>> START Selected passage

Wild and Wandering Thoughts of a frizz-laden loon

Monday, December 24, 2007

To quote Marie, this blog is also dying. It's obvious. The thing is...I can't really permanently stop writing in it. It serves as an archive to what I now call my formative years (even though they were about three years ago), and I think if I keep writing, I'll be able to look back and observe a maturity progression. I'm already doing that, anyway; I keep looking back at various entries and wondering how the hell people could stand reading them.

Well, it's Christmas Eve; the festive season has completely passed me by due to long hours at work and mountains of homework from school. I've noticed it, of course, (how could you not?), but it hasn't affected me, at all. Not the slightest, smallest twinge of excitement at all. Not anymore.

This time was bound to come, of course. I'm still feeling pangs of loss, though. Christmas was such a exciting time of my life for about fourteen years, and the last two have seen me mature to the point where I can see through it. But, I'll never feel those twinges again. Dad's told me that Christmas is fun when you have young kids, but who's to say I'll have children? I haven't exactly warmed to the idea so far.

This is maturity. This is approaching adulthood. When I was young, I thought being an adult would feel grand and fine and important; from what I'm experiencing, the beginning of adulthoodm seems to be comprised of contemplation; "...so that's how it is."

And so it goes.

Joe's back. He came home a few days ago. I never did tell him how much I missed him, and I doubt I will. We're the typical siblings; we'll probably remain stoic to the very end. I've barely seen him, but it's lovely to have him home. We suspect he'll spend New Year up in Liverpool, with his new friends. Either that, or stay home and get blind drunk with some of his old ones still in Cheltenham. Either way, there'll be booze involved.

I'm tempted to a full year round-up, even though I still have a week left. Anything could happen. But...this has been the year. It's had everything. GCSEs, writer's course, gay pride, new and old televisual obsessions, sixth form, new friends, old friends, politics, love sickness, love confessions (well, it wasn't love, but I confessed its equivalent nonetheless. Also had it confessed to me.), Stewart, Colbert, Barrowman, Aygeman, Norton...

>> END Selected passage

■ **Problems and tasks**:
**A)** Answer these questions about the blog entry:
(i) What date appears at the top of the blog entry?
(ii) For about how many years was Christmas an exciting time for the writer?
(iii) In what town do some of Joe's old friends still live?
**B)** Reproduce the blog entry word for word from "This time was" to "so it goes.".
**C)** Write the next part of the blog entry, picking up after its last sentence.
The lines that come next are separate material with no connection to the blog entry.

>> START Collected material

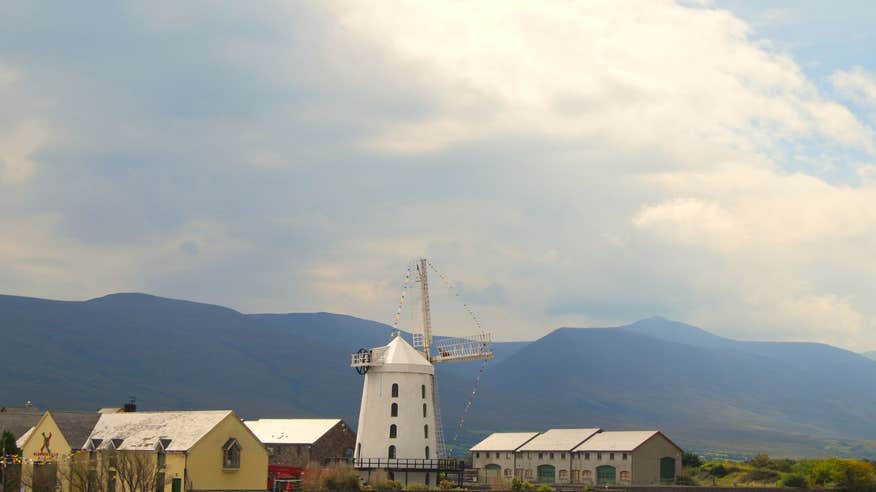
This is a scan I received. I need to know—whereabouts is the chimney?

>> END Collected material

■ **Expected answers**:
**A)**
(i) Monday, December 24, 2007
(ii) About fourteen years
(iii) Cheltenham

**B)**
This time was bound to come, of course. I'm still feeling pangs of loss, though. Christmas was such a exciting time of my life for about fourteen years, and the last two have seen me mature to the point where I can see through it. But, I'll never feel those twinges again. Dad's told me that Christmas is fun when you have young kids, but who's to say I'll have children? I haven't exactly warmed to the idea so far.

This is maturity. This is approaching adulthood. When I was young, I thought being an adult would feel grand and fine and important; from what I'm experiencing, the beginning of adulthoodm seems to be comprised of contemplation; "...so that's how it is."

And so it goes.

**C)**
I grew up this year. Not completely, absolutely not completely. I still have a large streak of childishness left in me; anyone who was at Diana's party last night can tell you that. Doesn't everyone? No one ever completely grows up. But last year, I was on the cusp; I've moved forward off the cusp about a hundred miles. At least, that's how I feel. It's terrifying, and a little sad when I think about what I've left behind, but at the same time it's exhilarating and unknown and liberating.

The adventure's beginning. Next year I turn seventeen. I'll drive, I'll do AS exams, I'll (hopefully) go to China, I'll visit universities, I'll choose universities. I will, at some point, say the hardest goodbye to someone I think I've ever had to say. But again, that's good, in a way; we need to be unhappy sometimes, to grow up. Isn't it all part of the process?

Plus, I'll do all the less important things as well; I'll keep beating people up and being beaten up at Tae Kwon Do, I'll be glued to the telly, I'll eat my weight in cucumber and biscuits, I'll keep teching and attempting to understand why the tech crew eat chocolate pudding from Farmfoods. I'll have fun. It all balances out.

I'm sorry if I'm rambling, but I've been thinking about this all day. It's been brought on by the Christmas fandango surrounding everyone, I think.

Better go. The radiator is becoming cold, and I ought to be sociable and finish watching Pirates with my parents. Plus, I need to put Joe's present under the tree.

Have a good Christmas, everyone. Enjoy yourselves, and enjoy the new year! (Watch Mr Jools Holland, if you can.)

Rosby, almost-an-adult-but-not-quite, signing off for now. Talk to you soon.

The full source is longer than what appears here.